TO DO: Copy out every one of the rows below without changing a single character.

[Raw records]
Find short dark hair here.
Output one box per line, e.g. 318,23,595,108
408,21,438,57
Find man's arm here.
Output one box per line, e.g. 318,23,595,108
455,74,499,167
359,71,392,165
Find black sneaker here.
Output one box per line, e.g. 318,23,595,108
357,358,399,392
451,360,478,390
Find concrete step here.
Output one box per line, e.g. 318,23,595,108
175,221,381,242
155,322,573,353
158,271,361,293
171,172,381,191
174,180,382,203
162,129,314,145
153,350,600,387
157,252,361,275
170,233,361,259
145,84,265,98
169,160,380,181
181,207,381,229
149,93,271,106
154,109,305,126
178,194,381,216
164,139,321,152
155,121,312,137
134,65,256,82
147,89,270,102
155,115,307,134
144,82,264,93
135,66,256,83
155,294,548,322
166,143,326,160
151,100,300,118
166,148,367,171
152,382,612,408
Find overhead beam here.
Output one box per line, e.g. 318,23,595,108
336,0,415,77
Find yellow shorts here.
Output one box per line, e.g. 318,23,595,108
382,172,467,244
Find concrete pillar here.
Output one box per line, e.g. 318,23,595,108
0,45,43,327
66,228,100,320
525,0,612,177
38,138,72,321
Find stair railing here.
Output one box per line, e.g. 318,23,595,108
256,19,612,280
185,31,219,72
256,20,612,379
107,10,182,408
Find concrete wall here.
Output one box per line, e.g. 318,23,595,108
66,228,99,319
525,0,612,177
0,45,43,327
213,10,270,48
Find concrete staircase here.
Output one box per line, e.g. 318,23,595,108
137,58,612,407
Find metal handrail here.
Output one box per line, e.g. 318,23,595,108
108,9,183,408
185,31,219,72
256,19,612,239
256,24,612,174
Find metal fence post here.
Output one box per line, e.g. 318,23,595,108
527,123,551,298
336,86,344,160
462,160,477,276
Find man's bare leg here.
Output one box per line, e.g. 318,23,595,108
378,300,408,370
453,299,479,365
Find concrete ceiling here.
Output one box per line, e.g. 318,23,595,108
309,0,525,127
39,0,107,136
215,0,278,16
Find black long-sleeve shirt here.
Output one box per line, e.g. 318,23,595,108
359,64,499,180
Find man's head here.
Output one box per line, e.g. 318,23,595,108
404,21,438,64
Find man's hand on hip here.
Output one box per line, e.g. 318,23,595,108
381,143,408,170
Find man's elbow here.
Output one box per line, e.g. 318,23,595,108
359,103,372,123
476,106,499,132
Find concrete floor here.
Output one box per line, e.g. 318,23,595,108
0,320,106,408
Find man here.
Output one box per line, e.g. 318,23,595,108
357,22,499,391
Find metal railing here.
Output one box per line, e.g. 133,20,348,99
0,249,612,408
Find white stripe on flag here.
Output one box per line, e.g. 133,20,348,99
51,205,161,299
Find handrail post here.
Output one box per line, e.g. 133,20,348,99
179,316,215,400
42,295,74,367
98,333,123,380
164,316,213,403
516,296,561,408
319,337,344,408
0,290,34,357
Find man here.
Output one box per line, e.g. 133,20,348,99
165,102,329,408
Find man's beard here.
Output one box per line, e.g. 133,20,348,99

TASK RESULT:
Find short dark hair here.
Output one box per line, e.g. 318,23,595,108
408,21,438,57
Find man's arm here.
Output one box per line, e.g. 318,23,595,108
455,74,499,167
359,71,392,165
Find black sneaker here.
Output one box per line, e.g. 318,23,595,108
357,358,399,392
451,360,478,390
Find concrete step here.
Output one box per line, e.g. 318,23,595,108
175,221,381,242
155,322,573,353
158,271,361,293
171,172,381,191
174,180,382,203
162,129,314,145
153,350,600,387
157,252,361,275
170,233,361,259
145,84,265,98
169,160,380,181
181,207,381,229
149,93,271,106
154,109,305,126
178,194,381,216
164,139,321,152
155,121,312,137
134,65,256,82
147,89,270,102
155,115,307,134
144,82,264,93
135,66,256,83
155,294,548,322
166,143,326,160
151,100,300,118
166,148,367,171
152,382,612,408
Find overhead beam here.
Output one box per line, e.g. 318,23,595,108
336,0,415,77
Find yellow shorts here.
Output one box per line, e.g. 318,23,595,108
382,172,467,244
Find concrete pillar here.
Output one box per line, e.g. 318,23,595,108
0,45,43,327
66,228,100,320
525,0,612,177
38,138,72,321
Find stair railing here.
Output one box per line, e.g. 318,23,595,108
256,19,612,280
185,31,219,72
256,20,612,379
107,10,182,408
Find concrete wall here.
Output one box per line, e.g. 318,23,595,108
66,228,99,319
525,0,612,177
0,45,43,327
213,10,270,48
Find concrete staircase here.
Output one box per line, e.g. 318,23,595,108
137,58,612,407
Find metal handrail here.
Output one box per line, e.g. 318,23,595,108
108,9,183,408
185,31,219,72
256,19,612,239
256,24,612,174
Find metal fence post here.
Output one box per line, e.g. 318,23,595,108
527,123,551,298
336,86,344,160
462,160,477,276
Find man's bare leg here.
Output one box per line, e.g. 318,23,595,108
378,300,408,370
453,299,479,365
Find concrete ceiling here.
Output one box per line, e.g. 318,23,595,108
309,0,525,127
39,0,107,136
215,0,278,16
Find black long-sleeve shirt here.
Output one box per line, e.g. 318,23,595,108
359,64,499,180
Find man's head here.
Output one box per line, e.g. 318,23,595,108
404,21,438,64
Find man's hand on hip here.
Output one box per line, e.g. 318,23,595,108
381,143,408,170
Find man's elbow here.
Output one box per line, e.g. 318,23,595,108
359,103,372,123
476,106,499,132
Find concrete floor here.
Output one box per line, e.g. 318,23,595,108
0,320,106,408
Find man here.
Output one box per line, e.g. 318,23,595,108
357,22,499,391
Find metal railing here.
Output one box per line, e.g. 133,20,348,99
0,249,612,408
Find white stripe on flag here.
Output one box per line, e.g. 133,20,348,99
51,205,161,299
Find handrail post here.
Output one box per line, e.g. 133,20,348,99
179,316,215,400
42,295,74,367
98,333,123,380
164,316,213,403
516,296,561,408
319,337,344,408
0,290,34,357
Find man here.
Output one box per line, e.g. 133,20,348,99
165,102,329,408
Find man's beard here.
Output one box per line, e.g. 133,20,348,99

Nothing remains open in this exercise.